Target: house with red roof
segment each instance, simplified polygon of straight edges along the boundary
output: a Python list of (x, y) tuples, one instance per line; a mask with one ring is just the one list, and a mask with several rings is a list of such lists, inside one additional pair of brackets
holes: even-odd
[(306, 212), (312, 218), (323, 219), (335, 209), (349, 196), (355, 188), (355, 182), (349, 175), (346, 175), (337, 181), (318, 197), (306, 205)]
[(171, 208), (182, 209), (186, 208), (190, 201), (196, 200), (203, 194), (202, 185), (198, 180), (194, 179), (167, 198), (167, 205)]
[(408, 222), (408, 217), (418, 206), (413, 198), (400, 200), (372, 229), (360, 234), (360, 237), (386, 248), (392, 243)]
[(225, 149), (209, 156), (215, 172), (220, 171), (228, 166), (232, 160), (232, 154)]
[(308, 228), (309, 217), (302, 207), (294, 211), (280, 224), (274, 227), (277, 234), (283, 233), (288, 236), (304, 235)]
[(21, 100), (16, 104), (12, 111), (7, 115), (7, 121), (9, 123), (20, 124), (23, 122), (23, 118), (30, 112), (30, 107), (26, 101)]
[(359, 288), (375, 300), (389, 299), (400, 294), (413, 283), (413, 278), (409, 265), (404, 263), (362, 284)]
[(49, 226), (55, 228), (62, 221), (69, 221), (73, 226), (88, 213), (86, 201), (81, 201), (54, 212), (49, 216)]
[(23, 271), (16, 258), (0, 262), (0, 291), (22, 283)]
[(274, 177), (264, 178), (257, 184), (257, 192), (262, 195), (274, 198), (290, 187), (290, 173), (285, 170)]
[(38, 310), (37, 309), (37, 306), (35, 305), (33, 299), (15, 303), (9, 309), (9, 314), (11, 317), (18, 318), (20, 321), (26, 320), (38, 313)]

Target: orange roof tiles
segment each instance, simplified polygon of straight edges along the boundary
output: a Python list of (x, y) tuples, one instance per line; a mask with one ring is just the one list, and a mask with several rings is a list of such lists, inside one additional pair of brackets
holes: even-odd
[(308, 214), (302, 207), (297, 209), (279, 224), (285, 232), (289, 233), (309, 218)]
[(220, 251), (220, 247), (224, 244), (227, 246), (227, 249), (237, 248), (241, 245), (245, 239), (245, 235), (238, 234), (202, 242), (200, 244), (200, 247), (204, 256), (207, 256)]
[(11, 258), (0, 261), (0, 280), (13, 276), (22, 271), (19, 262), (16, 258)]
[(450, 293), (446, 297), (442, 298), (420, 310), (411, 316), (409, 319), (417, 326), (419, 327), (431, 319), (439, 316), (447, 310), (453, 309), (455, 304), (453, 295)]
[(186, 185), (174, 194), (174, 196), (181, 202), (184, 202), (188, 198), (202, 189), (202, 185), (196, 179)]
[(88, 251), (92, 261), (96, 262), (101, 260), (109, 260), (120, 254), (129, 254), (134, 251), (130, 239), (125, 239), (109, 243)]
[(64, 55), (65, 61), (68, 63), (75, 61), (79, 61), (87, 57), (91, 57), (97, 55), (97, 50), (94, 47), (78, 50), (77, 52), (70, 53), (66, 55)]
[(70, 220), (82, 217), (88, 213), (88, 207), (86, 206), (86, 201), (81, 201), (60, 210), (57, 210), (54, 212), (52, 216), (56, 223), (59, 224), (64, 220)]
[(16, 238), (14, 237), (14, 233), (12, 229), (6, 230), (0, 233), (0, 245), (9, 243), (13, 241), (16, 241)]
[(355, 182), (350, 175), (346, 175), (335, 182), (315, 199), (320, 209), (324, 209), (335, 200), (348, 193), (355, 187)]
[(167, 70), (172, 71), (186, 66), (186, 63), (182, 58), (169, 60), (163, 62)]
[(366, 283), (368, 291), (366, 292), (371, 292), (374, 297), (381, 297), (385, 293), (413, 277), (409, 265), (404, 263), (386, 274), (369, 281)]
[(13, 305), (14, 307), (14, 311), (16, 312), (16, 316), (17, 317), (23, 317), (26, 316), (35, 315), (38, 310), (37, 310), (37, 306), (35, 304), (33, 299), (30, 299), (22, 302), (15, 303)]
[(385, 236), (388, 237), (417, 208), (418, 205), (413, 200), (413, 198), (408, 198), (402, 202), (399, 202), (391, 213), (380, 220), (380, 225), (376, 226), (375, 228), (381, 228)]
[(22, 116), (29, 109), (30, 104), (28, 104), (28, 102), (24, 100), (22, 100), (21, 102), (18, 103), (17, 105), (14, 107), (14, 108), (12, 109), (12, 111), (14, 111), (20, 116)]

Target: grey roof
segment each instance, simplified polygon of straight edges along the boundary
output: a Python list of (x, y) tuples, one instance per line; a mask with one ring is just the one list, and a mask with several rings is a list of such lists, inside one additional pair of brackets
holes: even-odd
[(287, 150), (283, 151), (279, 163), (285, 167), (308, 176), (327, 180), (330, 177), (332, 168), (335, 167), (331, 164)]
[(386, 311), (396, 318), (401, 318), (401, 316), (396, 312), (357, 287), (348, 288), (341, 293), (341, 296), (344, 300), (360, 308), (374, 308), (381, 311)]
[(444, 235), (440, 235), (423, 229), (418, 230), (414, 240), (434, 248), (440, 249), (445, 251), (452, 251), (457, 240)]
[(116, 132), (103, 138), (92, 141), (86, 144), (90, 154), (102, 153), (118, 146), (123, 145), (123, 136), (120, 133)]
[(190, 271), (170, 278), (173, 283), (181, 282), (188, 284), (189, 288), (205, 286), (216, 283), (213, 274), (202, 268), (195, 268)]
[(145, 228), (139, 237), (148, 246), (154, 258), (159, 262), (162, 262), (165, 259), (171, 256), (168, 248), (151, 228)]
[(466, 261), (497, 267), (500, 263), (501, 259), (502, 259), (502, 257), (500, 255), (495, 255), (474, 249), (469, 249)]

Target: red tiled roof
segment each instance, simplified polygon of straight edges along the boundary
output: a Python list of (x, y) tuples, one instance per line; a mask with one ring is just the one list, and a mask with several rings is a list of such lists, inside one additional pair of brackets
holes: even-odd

====

- _EXERCISE DESCRIPTION_
Turn all the entries above into a numbered list with one line per item, and leave out the blank lines.

- _FINISHED TASK_
1. Target: house with red roof
2. segment each instance, simplified polygon of straight edges along the boundary
3. output: a Python list of (x, y) tuples, one instance per line; a mask with one ring is just the one list, and a mask with several rings is a list of such lists, inside one additional pair of brackets
4. holes: even-odd
5. [(306, 212), (312, 218), (323, 219), (335, 209), (349, 196), (355, 188), (355, 182), (349, 175), (346, 175), (337, 181), (318, 197), (306, 205)]
6. [(171, 208), (182, 209), (186, 208), (190, 201), (196, 200), (203, 194), (202, 185), (198, 180), (194, 179), (167, 198), (167, 205)]
7. [(408, 222), (408, 217), (418, 206), (413, 198), (400, 200), (372, 229), (360, 234), (360, 237), (386, 248), (392, 243)]
8. [(225, 149), (209, 156), (215, 172), (220, 171), (228, 166), (232, 160), (232, 154)]
9. [(308, 228), (309, 217), (302, 207), (294, 211), (280, 224), (274, 227), (277, 234), (283, 233), (288, 236), (304, 235)]
10. [(21, 100), (16, 104), (12, 111), (7, 115), (7, 121), (9, 123), (20, 124), (23, 122), (23, 118), (30, 112), (30, 107), (26, 101)]
11. [(359, 288), (375, 300), (389, 299), (400, 294), (413, 283), (413, 278), (409, 265), (404, 263), (362, 284)]
12. [(49, 226), (55, 228), (62, 221), (69, 221), (73, 226), (88, 213), (86, 201), (81, 201), (54, 212), (49, 216)]
13. [(23, 271), (16, 258), (0, 262), (0, 291), (22, 283)]
14. [(274, 177), (264, 178), (257, 184), (257, 192), (262, 195), (274, 198), (290, 187), (290, 173), (285, 170)]
15. [(38, 310), (37, 309), (37, 306), (35, 305), (33, 299), (15, 303), (9, 309), (9, 314), (11, 317), (18, 318), (20, 321), (26, 320), (38, 313)]
16. Target: orange roof tiles
17. segment each instance, simplified polygon of straight edges along the boundary
18. output: a Python list of (x, y) tuples, one instance per line; a mask with one ring is just the one list, and a mask with several rings is a list of such lists, inside one additional pair of brackets
19. holes: even-odd
20. [(308, 214), (302, 207), (297, 209), (279, 224), (285, 232), (289, 233), (309, 218)]
21. [(220, 251), (220, 247), (224, 244), (227, 246), (227, 249), (237, 248), (241, 245), (245, 239), (245, 235), (238, 234), (202, 242), (200, 244), (200, 247), (204, 256), (207, 256)]
22. [(11, 258), (0, 261), (0, 280), (13, 276), (22, 271), (19, 262), (16, 258)]
23. [(450, 293), (446, 297), (442, 298), (420, 310), (411, 316), (409, 319), (417, 326), (419, 327), (431, 319), (439, 316), (447, 310), (453, 309), (455, 304), (453, 295)]
24. [(186, 185), (174, 194), (174, 196), (181, 202), (184, 202), (188, 198), (202, 189), (202, 185), (196, 179)]
25. [(88, 251), (92, 261), (96, 262), (101, 260), (109, 260), (120, 254), (129, 254), (134, 251), (130, 239), (125, 239), (109, 243)]
26. [(64, 55), (65, 61), (68, 63), (75, 61), (79, 61), (87, 57), (91, 57), (97, 55), (97, 50), (94, 47), (78, 50), (77, 52), (70, 53), (66, 55)]
27. [(70, 220), (82, 217), (88, 213), (88, 207), (86, 206), (86, 201), (81, 201), (60, 210), (57, 210), (54, 212), (52, 216), (56, 223), (59, 224), (64, 220)]
28. [(16, 238), (14, 237), (14, 233), (12, 229), (6, 230), (0, 233), (0, 245), (9, 243), (13, 241), (16, 241)]
29. [(355, 182), (350, 175), (346, 175), (335, 182), (315, 199), (320, 209), (324, 209), (335, 200), (348, 193), (355, 187)]
30. [(167, 70), (172, 71), (186, 66), (186, 63), (182, 58), (169, 60), (163, 62)]
31. [(366, 283), (368, 291), (366, 292), (371, 292), (374, 297), (381, 297), (385, 293), (413, 277), (409, 265), (404, 263), (386, 274), (369, 281)]
32. [(13, 305), (14, 307), (14, 311), (16, 312), (16, 316), (17, 317), (23, 317), (26, 316), (35, 315), (38, 310), (37, 310), (37, 306), (35, 304), (33, 299), (30, 299), (22, 302), (15, 303)]
33. [(385, 236), (388, 237), (417, 208), (418, 205), (413, 200), (413, 198), (408, 198), (402, 202), (399, 202), (391, 213), (380, 220), (380, 225), (376, 226), (375, 228), (381, 228)]
34. [(22, 116), (29, 109), (30, 104), (28, 104), (28, 102), (24, 100), (22, 100), (21, 102), (18, 103), (17, 105), (14, 107), (14, 108), (12, 109), (12, 111), (14, 111), (20, 116)]
35. Target: grey roof
36. segment each instance, simplified polygon of straight edges along the boundary
37. output: a Python list of (x, y) tuples, one instance per line; a mask with one ring is just the one list, and a mask with several rings is a list of such lists, inside one additional pair of brackets
38. holes: even-odd
39. [(287, 150), (283, 151), (279, 163), (285, 167), (308, 176), (327, 180), (330, 177), (332, 168), (335, 167), (331, 164)]
40. [(386, 311), (396, 318), (401, 318), (401, 316), (396, 312), (357, 287), (348, 288), (341, 293), (341, 296), (344, 300), (360, 308), (374, 308), (381, 311)]
41. [(444, 235), (440, 235), (423, 229), (418, 230), (414, 240), (434, 248), (440, 249), (445, 251), (452, 251), (457, 240)]
42. [(116, 132), (103, 138), (92, 141), (86, 144), (90, 154), (102, 153), (118, 146), (123, 145), (123, 136), (120, 133)]
43. [(190, 271), (170, 278), (173, 283), (181, 282), (188, 284), (189, 288), (205, 286), (216, 283), (213, 274), (202, 268), (195, 268)]
44. [(145, 228), (139, 237), (148, 246), (154, 258), (159, 262), (162, 262), (165, 259), (171, 256), (168, 248), (151, 228)]
45. [(466, 261), (497, 267), (500, 263), (501, 259), (502, 259), (502, 257), (500, 255), (495, 255), (474, 249), (469, 249)]
46. Target: red tiled roof
47. segment each instance, simplified polygon of straight edges along the boundary
48. output: a Python list of (x, y) tuples, one instance per line; a mask with one ring is just the one list, and a mask with several rings is a list of such lists, inside one additional pair of brackets
49. holes: even-odd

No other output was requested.